**Written problem 1**
List every line of the rows below that contains the string "mirror", copying each line in full. Matching is case-sensitive.

**Text extract**
══════

And yes, I blame them for the problem with domesticated honeybees. Their scramble for “natural” products has done more harm than they can possibly imagine.

wayne Job
Reply to  Sara
October 2, 2017 3:46 am

Not a resting cycle, just unusual tides that kept the coral out of the water for to long. Lower down the reefs are fine. These reef experts recently had a surprise some one found another reef system about a half a mile out to sea in deeper water, the experts did not know about. It was pristine.

Latimer Alder
October 1, 2017 5:23 am

But surely the whole of the oceans are already more acidic than a bath of sulphuric acid? Its a wonder any boats can get out there to see the GBR without being eaten alive by the vitriolic seas…
On a serious note I don’t seem too have heard much of the ‘ocean slightly less alkaline, closer to pure natural water pH7’ scare recently…has it gone away? Or has Pres. Trump decide to withdraw from that too?

Reply to  Latimer Alder
October 1, 2017 8:30 am

Boats being eaten alive? Interesting.

══════

**Input rows**
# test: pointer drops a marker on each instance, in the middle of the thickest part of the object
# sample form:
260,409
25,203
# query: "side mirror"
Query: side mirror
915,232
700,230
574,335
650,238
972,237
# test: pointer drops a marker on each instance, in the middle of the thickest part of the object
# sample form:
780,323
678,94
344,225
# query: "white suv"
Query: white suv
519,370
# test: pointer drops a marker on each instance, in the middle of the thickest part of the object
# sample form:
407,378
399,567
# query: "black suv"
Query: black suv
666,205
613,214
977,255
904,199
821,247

══════

**Written problem 2**
Extend the reader-comment thread on coral reefs and ocean acidity, picking up after its final line.

**Expected output 1**
# query: "side mirror"
Query: side mirror

**Expected output 2**
Latimer Alder
Reply to  MarkW
October 1, 2017 10:46 am

Mixed metaphors often provide new insights….

October 1, 2017 5:42 am

Can the tourist industry sue the alarmists who claimed the reef would never recover thus scaring away thousands of overseas visitors?

Reply to  Zigmaster
October 1, 2017 6:42 am

There is a long queue of interested parties who should sue alarmists.

Eustace Cranch
Reply to  Zigmaster
October 1, 2017 9:45 am

Thousands of fewer visitors, with their accompanying sunscreen oil slicks, might be a good thing for the reef.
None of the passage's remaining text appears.